Will you output the entries below exactly, skipping every image they contain?

[Position annotation records]
--------------------------------------------------

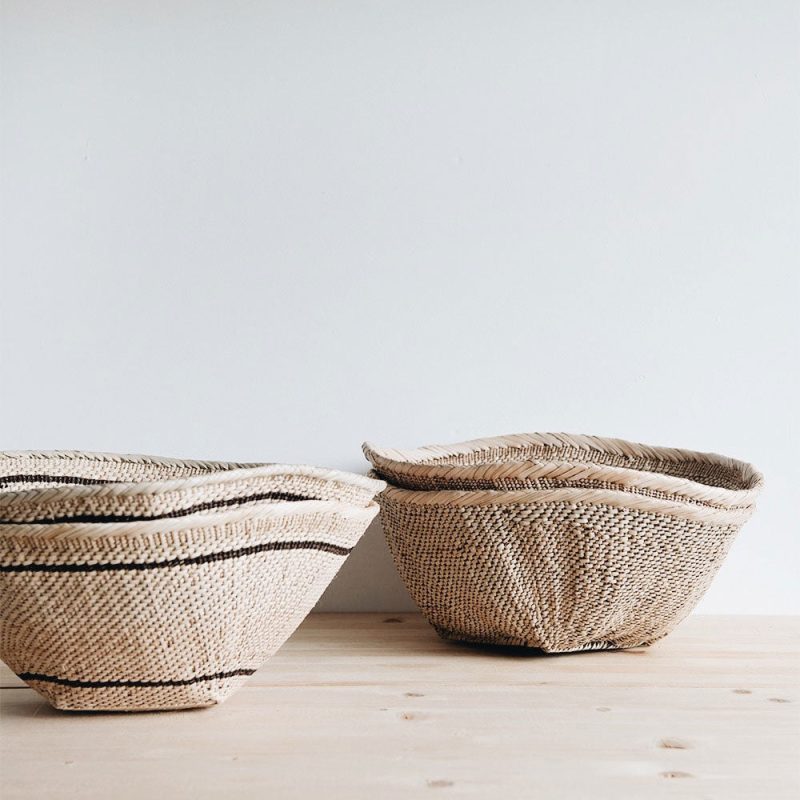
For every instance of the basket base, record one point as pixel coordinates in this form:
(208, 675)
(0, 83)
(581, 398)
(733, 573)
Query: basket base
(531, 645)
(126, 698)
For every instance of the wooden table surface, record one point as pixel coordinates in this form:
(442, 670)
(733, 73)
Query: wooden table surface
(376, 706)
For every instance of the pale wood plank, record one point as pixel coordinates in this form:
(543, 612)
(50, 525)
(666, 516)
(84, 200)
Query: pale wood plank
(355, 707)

--------------------------------------------------

SOLUTION TO THIS PROBLEM:
For every instance of the basket base, record one point as pixel coordinates in this form:
(208, 675)
(0, 83)
(581, 398)
(733, 573)
Query: basket base
(531, 645)
(126, 698)
For every instance of the wooden table surface, record one point as pixel coordinates in this form:
(442, 670)
(733, 73)
Query: wooden table surface
(376, 706)
For every instance of the pale wood plank, record one point as pixel coordinates in this form:
(543, 612)
(50, 525)
(666, 516)
(84, 200)
Query: pale wood plank
(355, 707)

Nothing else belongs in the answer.